Return the lines below verbatim, omitting the picture.

── Task input ──

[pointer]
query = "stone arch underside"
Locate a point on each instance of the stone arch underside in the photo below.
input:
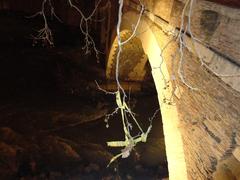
(150, 50)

───

Answer in full
[pointer]
query = "stone arch underside"
Locate a point on each instance of the stone arch underside in the photo below.
input:
(150, 50)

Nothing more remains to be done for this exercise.